SELECTED EXCERPT:
= Beginning of Section =

One of these tribes was the Muscogee Creek Confederacy. Their homeland was what is now the US Southeast.

The ancestors of the Creek had first seen warfare with the Europeans way back in 1540, when Conquistador Hernando De Soto fought against Chief Tuskaloosa in the Battle of Mabila.

In the days of the Founding Fathers of the US, the Creek, along with the Cherokee, Choctaw, Chikasaw and Seminole, were collectively known as the ‘Five Civilised Tribes’.

Why civilised? Because they had adopted Christianity, European education and ways of living, in stark contrast to many other nations, who were still ‘primitive’.

However, this did not offer any security to the Creeks. In 1813, they became embroiled in a war with Great Britain and the United States. In the end, they were forced to cede 21 million acres to the US.

In a final blow to them, the Creeks, along with their four ‘Civilised’ brethren were forcibly displaced between 1830 and 1850 from their southeastern homelands to the west of the Mississippi. This event is remembered as the ‘Trail of Tears’.

= End of Section =

DATA BLOCK:
= Beginning of Section =

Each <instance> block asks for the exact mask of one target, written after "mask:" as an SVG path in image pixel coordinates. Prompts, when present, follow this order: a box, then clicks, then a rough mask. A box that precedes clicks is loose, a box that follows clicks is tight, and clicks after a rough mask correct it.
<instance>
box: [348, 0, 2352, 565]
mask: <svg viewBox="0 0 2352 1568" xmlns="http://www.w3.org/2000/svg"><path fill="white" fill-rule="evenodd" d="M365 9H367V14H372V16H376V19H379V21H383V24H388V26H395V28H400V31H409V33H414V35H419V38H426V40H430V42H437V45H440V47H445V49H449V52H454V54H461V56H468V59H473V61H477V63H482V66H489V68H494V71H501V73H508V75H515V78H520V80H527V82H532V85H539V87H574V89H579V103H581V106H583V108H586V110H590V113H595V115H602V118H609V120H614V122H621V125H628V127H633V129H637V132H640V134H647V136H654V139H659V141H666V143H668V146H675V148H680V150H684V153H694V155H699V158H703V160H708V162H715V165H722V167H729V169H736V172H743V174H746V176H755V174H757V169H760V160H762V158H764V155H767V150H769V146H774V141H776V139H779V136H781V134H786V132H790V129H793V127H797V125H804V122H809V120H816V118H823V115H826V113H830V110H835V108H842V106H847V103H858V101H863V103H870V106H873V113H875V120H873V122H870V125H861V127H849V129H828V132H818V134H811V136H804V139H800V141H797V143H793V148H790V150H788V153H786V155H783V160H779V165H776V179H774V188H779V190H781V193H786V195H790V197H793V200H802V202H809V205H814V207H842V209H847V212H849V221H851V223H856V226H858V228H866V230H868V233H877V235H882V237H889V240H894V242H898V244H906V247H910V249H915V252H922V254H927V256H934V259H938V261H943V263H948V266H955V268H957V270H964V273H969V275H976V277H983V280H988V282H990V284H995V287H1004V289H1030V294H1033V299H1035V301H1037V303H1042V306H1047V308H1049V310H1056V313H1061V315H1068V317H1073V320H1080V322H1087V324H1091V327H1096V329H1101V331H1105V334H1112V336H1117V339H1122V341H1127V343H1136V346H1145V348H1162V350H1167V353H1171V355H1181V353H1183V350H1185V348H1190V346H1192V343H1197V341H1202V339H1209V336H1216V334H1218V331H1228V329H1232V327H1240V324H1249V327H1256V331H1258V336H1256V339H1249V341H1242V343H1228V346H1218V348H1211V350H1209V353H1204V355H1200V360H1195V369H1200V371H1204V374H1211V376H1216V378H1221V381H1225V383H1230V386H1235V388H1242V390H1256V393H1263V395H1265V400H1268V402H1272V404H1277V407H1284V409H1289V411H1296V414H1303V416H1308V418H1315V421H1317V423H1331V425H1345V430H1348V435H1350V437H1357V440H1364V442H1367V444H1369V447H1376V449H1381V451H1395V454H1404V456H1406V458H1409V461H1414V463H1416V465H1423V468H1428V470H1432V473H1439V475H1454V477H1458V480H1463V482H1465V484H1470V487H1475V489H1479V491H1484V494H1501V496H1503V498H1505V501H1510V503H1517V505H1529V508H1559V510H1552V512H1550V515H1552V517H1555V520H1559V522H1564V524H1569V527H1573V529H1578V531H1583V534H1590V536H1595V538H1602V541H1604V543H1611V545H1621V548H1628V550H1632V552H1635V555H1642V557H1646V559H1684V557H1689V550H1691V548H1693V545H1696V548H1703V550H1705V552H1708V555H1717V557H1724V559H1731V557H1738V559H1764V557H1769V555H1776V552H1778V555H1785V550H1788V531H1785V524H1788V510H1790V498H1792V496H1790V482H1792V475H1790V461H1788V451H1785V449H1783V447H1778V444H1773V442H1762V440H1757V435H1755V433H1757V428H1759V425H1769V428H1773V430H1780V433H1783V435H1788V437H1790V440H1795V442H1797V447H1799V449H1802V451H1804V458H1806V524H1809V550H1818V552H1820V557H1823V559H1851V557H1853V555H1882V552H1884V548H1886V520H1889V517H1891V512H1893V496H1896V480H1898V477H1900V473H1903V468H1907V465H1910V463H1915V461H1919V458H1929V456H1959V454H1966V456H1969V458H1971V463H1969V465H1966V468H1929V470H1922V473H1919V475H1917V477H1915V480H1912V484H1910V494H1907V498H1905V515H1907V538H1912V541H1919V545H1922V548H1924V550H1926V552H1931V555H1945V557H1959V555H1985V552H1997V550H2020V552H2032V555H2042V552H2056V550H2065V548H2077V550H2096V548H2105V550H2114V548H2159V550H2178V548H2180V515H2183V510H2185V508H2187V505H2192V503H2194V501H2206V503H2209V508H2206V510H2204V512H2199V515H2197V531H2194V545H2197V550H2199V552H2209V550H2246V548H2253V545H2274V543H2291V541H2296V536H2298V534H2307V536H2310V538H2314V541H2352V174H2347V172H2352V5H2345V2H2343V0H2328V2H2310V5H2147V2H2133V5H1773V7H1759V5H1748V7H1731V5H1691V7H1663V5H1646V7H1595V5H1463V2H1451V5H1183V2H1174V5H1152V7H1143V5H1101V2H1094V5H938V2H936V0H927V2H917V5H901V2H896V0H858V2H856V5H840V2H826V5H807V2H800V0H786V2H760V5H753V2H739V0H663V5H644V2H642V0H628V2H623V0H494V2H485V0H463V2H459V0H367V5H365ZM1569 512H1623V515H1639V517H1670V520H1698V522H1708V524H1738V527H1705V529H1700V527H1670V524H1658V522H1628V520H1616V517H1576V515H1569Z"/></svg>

= End of Section =

QUESTIONS TO ANSWER:
1. For each statement, say whether it agrees with the Creek passage, answering yes or no and quoting the deciding words of the passage: (a) The Creek homeland was in what is now the US Southeast. (b) De Soto fought Chief Tuskaloosa in the Battle of Mabila in 1640. (c) The forced displacement west of the Mississippi is remembered as the ‘Trail of Tears’.
2. Extract from the Creek passage the part that opens with the words containing "The ancestors of" and closes with "Battle of Mabila.".
Nothing here requires the lines.

RESPONSES BY ITEM NUMBER:
1.
(a) Yes: "Their homeland was what is now the US Southeast."
(b) No: "way back in 1540, when Conquistador Hernando De Soto fought against Chief Tuskaloosa in the Battle of Mabila."
(c) Yes: "This event is remembered as the ‘Trail of Tears’."

2.
The ancestors of the Creek had first seen warfare with the Europeans way back in 1540, when Conquistador Hernando De Soto fought against Chief Tuskaloosa in the Battle of Mabila.